──────── FRAGMENTO PROPORCIONADO

Por Joaquín Morales Solá
El kirchnerismo tiene la habilidad de crear problemas donde no los hay, además de no resolver ninguno de los que realmente existen
Habita en el pasado. Cristina Kirchner les habló ayer a los argentinos de 65 años o más. ¿Qué argentino con menos edad que esa podría tener una vaga noción de los fusilamientos de Trelew, que sucedieron hace 50 años, en 1972, durante el gobierno de facto de Alejandro Lanusse? Está tan absorbida por ese pasado de muerte y sangre entre militares y guerrilleros que comparó aquel episodio, que terminó con la muerte de 16 militantes del Ejército Revolucionario del Pueblo (un violento e intransigente grupo armado), con el alegato final del fiscal Diego Luciani sobre la corrupción en la obra pública durante las administraciones de los dos presidentes Kirchner. Aficionada a hacer de la inferencia una información y de la deducción una certeza, Cristina Kirchner subrayó que el alegato de Luciani coincidió con el 50 aniversario de aquellos fusilamientos. ¿Qué tiene que ver una cosa con la otra? Nada. Fue la expresión de una persona desesperada, y también un mensaje para amedrentar a los jueces que dictarán sentencia el próximo martes. La vicepresidenta nunca se detiene en las consecuencias violentas de sus palabras violentas. No necesitaba exponerlos a los magistrados que la juzgan a un acto de revancha por parte de los fanáticos que la siguen; bastaba con que hiciera una buena defensa técnica de su situación y desarticulara las pruebas y los argumentos de Luciani. No lo hizo; no pudo o no quiso.

────────────────
──────── SECCIÓN DE DATOS

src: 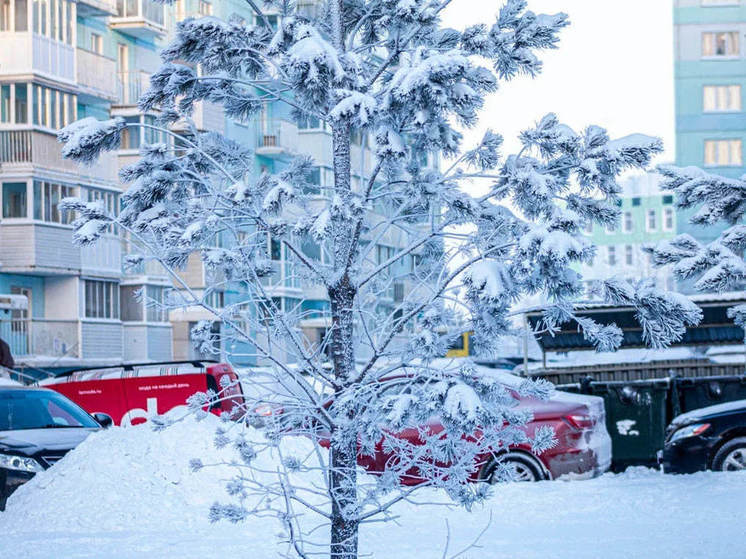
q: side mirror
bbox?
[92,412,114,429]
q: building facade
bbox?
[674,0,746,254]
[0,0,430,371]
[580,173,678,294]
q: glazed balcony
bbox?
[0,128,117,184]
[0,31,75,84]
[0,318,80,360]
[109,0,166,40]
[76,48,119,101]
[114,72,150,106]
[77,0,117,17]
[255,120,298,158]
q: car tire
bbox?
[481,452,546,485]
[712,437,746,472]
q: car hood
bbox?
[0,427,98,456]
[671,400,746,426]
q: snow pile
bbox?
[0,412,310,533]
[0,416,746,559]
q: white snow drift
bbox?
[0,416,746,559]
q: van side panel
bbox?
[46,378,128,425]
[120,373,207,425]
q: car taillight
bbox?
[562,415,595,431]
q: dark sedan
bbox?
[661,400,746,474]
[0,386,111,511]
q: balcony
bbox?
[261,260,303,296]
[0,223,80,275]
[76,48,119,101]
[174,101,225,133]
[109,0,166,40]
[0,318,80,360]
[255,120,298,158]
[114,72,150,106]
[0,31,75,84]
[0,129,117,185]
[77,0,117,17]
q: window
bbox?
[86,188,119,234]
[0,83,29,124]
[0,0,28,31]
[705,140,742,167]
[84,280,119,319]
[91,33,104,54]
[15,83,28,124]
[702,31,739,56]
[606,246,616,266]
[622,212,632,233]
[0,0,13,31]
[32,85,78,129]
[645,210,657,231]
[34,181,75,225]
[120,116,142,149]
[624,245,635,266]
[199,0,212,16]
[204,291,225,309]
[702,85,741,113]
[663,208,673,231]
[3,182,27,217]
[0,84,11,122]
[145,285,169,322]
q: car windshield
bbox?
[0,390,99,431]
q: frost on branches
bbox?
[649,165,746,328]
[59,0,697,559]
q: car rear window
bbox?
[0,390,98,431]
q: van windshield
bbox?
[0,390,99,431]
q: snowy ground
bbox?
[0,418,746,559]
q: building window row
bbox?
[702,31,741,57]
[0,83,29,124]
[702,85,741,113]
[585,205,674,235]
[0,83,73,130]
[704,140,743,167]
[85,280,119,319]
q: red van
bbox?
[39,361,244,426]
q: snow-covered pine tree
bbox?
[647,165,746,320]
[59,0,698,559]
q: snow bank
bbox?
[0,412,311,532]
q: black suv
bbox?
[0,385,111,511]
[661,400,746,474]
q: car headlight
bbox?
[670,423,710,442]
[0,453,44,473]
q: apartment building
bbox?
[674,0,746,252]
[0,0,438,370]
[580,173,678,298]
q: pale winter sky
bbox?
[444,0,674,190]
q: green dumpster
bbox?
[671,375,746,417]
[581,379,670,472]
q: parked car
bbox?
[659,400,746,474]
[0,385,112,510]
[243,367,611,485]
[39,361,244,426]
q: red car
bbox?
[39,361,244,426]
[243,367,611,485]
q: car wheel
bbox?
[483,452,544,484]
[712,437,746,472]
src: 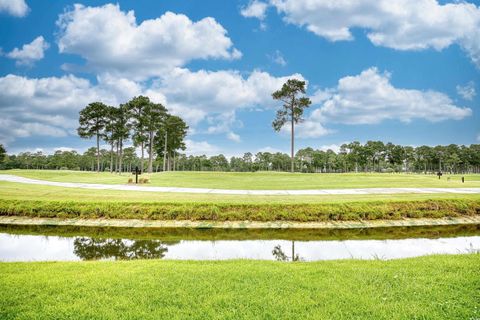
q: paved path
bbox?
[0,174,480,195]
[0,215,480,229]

────────────────

TAREAS:
• 1. Resume en dos oraciones la columna sobre Cristina Kirchner.
• 2. En la columna sobre Cristina Kirchner, ¿cuántos militantes del Ejército Revolucionario del Pueblo murieron en los fusilamientos de Trelew?
• 3. Prosigue la columna sobre Cristina Kirchner desde su última oración.
Los registros no hacen falta para resolver este ejercicio.

RESPUESTAS DEL EJERCICIO:
• 1. La columna afirma que Cristina Kirchner, absorbida por el pasado, comparó los fusilamientos de Trelew de 1972 con el alegato final del fiscal Diego Luciani sobre la corrupción en la obra pública y subrayó que ambos hechos coincidieron en el 50 aniversario. Según el autor, fue la expresión de una persona desesperada y un mensaje para amedrentar a los jueces, cuando le bastaba con hacer una buena defensa técnica y desarticular las pruebas y los argumentos de Luciani, cosa que no hizo.

• 2. Murieron 16 militantes.

• 3.
La mendacidad vicepresidencial no se detuvo ahí. Ella intentó vincular a Luciani con el intento fallido de asesinarla, porque aseguró que era seguido en sus cuentas de Twitter y de Facebook por Brenda Uliarte, sospechada por la Justicia de haber formado parte de aquel magnicidio que no sucedió. Le falto corroborar una información clave: Luciani no tiene cuenta en Twitter ni en Facebook. Solo abrió una cuenta privada, reservada solo a su familia, en Instagram. Otra vez la misma reacción de Cristina Kirchner: solo una enorme conspiración nacional e internacional (en la que no faltan ni Mauricio Macri ni el propio Luciani) podía atentar contra su vida. Ya recusó a la jueza María Eugenia Capuchetti solo porque esta no encontró detrás de ese atentado frustrado más que a un grupo de lúmpenes sociales, de resentidos políticos que buscaban cinco minutos de notoriedad. El fiscal Carlos Rívolo, en quien Capuchetti delegó la investigación luego de que la Cámara Federal rechazara su recusación, tampoco encontró mucho más que esa pobreza delincuencial. No puede ser. Algo, alguien o muchos debieron estar detrás del intento de matarla. Un grupo de vendedores de copitos es demasiado poco para su monumental ego.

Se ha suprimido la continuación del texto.